**Text to read:**
** START **
We work the Steps in order to recondition ourselves so that we will be able to enjoy some of these benefits. Otherwise, we begin to feel the inadequacy that comes with the restoration of responsibilities and duties that we cannot easily accomplish. The further our addiction has progressed, the less we recall that sanity is the ‘natural’ state for most people. It doesn’t mean greater, superior, better, or less than others. It is our healthy state of being alive and free.

Sanity is also acting in a reasonable manner. When we first notice that our feelings are out of line with reality, we begin to change. The First Step is a catalyst that instigates an initial instability. The shift towards change pushes us to sort out the rest. In this Step, we get to the level of beliefs. We realize that the beliefs we operated under were faulty as well as life threatening. These beliefs were insidious and spread throughout our personality. We have no choice but to reach out for help to overcome the structure of our self-created, self-destructive, and self-centered old beliefs. We finally realized that we couldn’t keep doing the things that we chose to do and call it sane. We felt that we became one with the things that used to seem so separate to us. Our experiences and perceptions of reality change. We feel ourselves more as part of what is happening and no longer need absolute control over everything.

Just as in learning to surf, we quickly learn that we and the wave can come crashing down together. The energy is still there; we have just learned how to stay on top of it more often. Exploring our options allows us to choose the one that will work for us rather than feeling lost in a maze of pathways. Our ‘oneness’ takes less energy, and that means we have more energy left over with which to improve the other areas of our lives.
** END **
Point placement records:
** START **
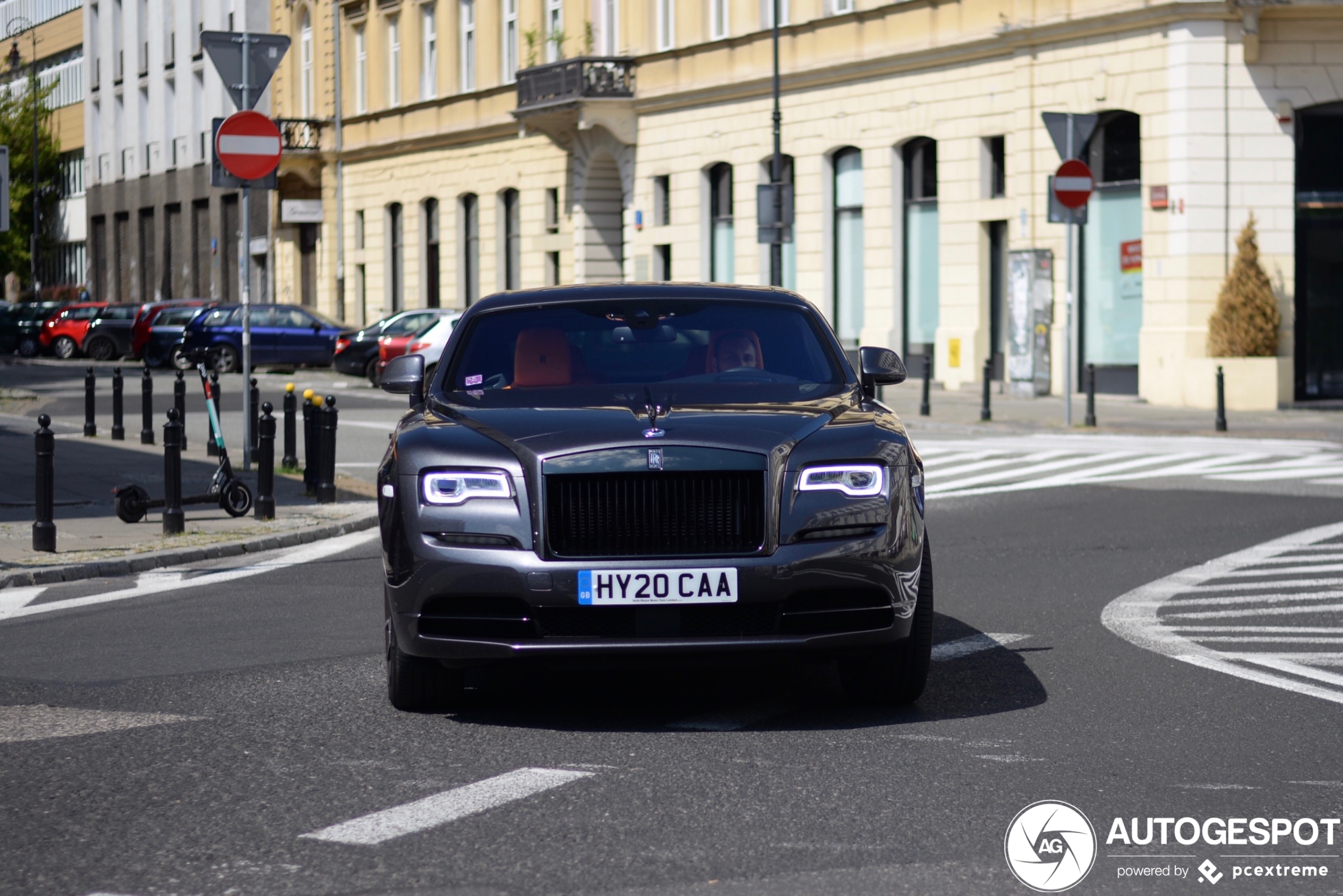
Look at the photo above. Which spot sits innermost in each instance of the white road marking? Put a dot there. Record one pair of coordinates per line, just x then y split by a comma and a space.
973, 644
42, 722
163, 581
1140, 616
13, 599
450, 805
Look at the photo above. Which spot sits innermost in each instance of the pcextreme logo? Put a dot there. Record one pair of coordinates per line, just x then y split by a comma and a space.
1051, 847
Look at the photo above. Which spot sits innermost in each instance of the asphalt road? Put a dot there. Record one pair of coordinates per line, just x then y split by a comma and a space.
226, 719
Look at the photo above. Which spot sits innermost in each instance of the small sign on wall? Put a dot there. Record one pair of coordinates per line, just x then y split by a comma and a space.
300, 211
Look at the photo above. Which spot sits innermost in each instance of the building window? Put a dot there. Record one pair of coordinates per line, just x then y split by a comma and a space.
511, 239
395, 260
661, 200
471, 249
554, 30
994, 167
431, 258
305, 63
922, 254
848, 245
767, 13
718, 19
508, 53
429, 51
468, 49
394, 61
360, 71
722, 237
667, 23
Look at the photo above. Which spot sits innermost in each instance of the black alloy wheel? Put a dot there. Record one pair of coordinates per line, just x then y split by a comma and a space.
896, 673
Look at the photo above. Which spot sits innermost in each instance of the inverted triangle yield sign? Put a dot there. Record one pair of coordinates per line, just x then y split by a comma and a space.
226, 51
** END **
**Written task 1:**
Answer these from the recovery passage:
(a) What does the First Step instigate?
(b) Learning what activity is used as a comparison?
(c) What does our "oneness" take less of?
**Written task 2:**
Reproduce the recovery passage word for word, beginning at the words "We work the" and stopping after "alive and free.".
Rely only on the recovery passage for your responses.

**Problem solution 1:**
(a) An initial instability.
(b) Learning to surf.
(c) Energy.

**Problem solution 2:**
We work the Steps in order to recondition ourselves so that we will be able to enjoy some of these benefits. Otherwise, we begin to feel the inadequacy that comes with the restoration of responsibilities and duties that we cannot easily accomplish. The further our addiction has progressed, the less we recall that sanity is the ‘natural’ state for most people. It doesn’t mean greater, superior, better, or less than others. It is our healthy state of being alive and free.